--- Supplied data ---
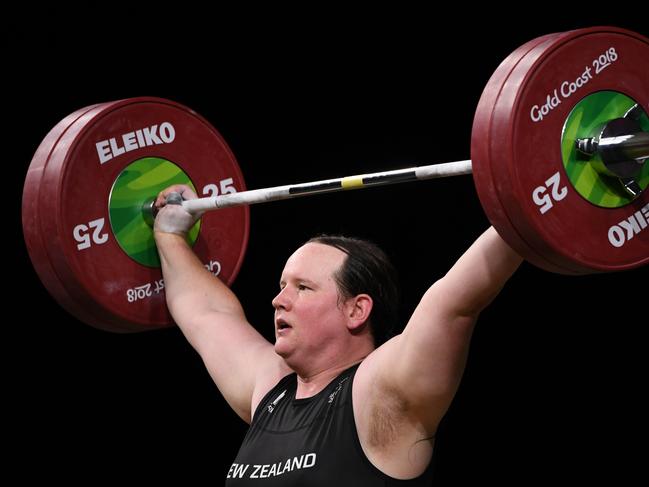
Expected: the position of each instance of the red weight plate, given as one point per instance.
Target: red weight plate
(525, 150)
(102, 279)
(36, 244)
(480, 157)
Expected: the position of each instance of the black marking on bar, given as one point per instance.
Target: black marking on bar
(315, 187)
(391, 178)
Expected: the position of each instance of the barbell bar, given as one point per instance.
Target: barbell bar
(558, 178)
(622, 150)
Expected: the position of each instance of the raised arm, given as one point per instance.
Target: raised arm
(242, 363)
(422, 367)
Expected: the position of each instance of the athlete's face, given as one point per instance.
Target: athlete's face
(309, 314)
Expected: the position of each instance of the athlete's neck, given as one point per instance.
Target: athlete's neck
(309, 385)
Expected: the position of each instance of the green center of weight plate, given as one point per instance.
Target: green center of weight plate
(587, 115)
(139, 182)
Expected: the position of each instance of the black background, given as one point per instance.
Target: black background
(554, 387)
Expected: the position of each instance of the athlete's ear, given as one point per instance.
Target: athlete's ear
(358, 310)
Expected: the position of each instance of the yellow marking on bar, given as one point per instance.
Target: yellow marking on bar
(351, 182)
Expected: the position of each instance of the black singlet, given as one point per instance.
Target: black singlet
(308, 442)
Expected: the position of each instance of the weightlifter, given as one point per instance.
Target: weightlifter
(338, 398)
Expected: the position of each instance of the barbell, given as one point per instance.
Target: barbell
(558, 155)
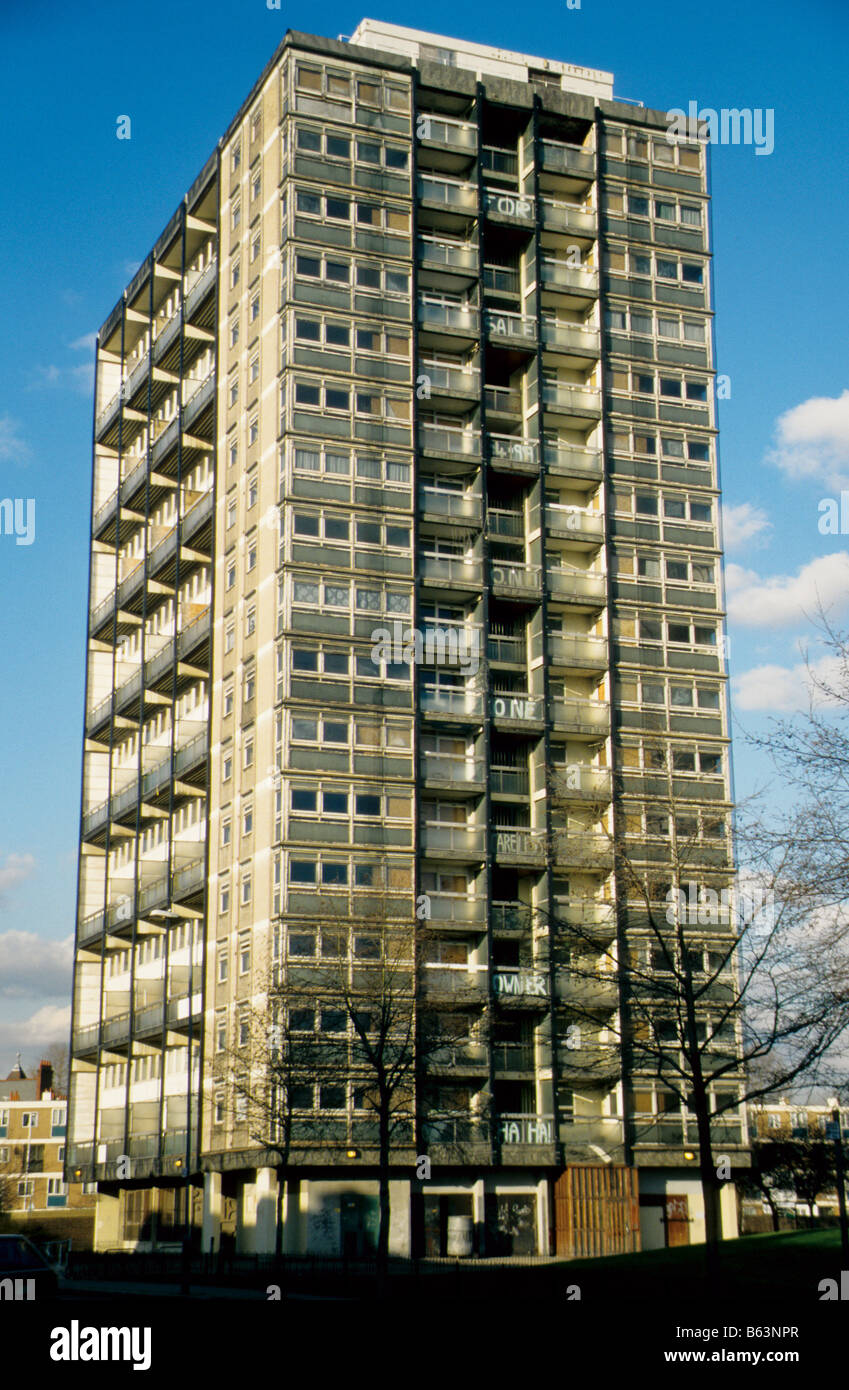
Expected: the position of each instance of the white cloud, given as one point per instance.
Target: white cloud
---
## Given task
Replace "white cloud" with "gray cloud" in the stretch from the line containing "Expected: the position of each instance of the barbell, given" through the end of the entries, and reproduce that stretch with nothing else changed. Leave the pictures out of your answer.

## Finished task
Expected: the position of each instance of the barbell, given as one point per instance.
Target: barbell
(558, 155)
Expected: the position of each instance of the gray cloud, given as one point per instance.
Target: gray cloud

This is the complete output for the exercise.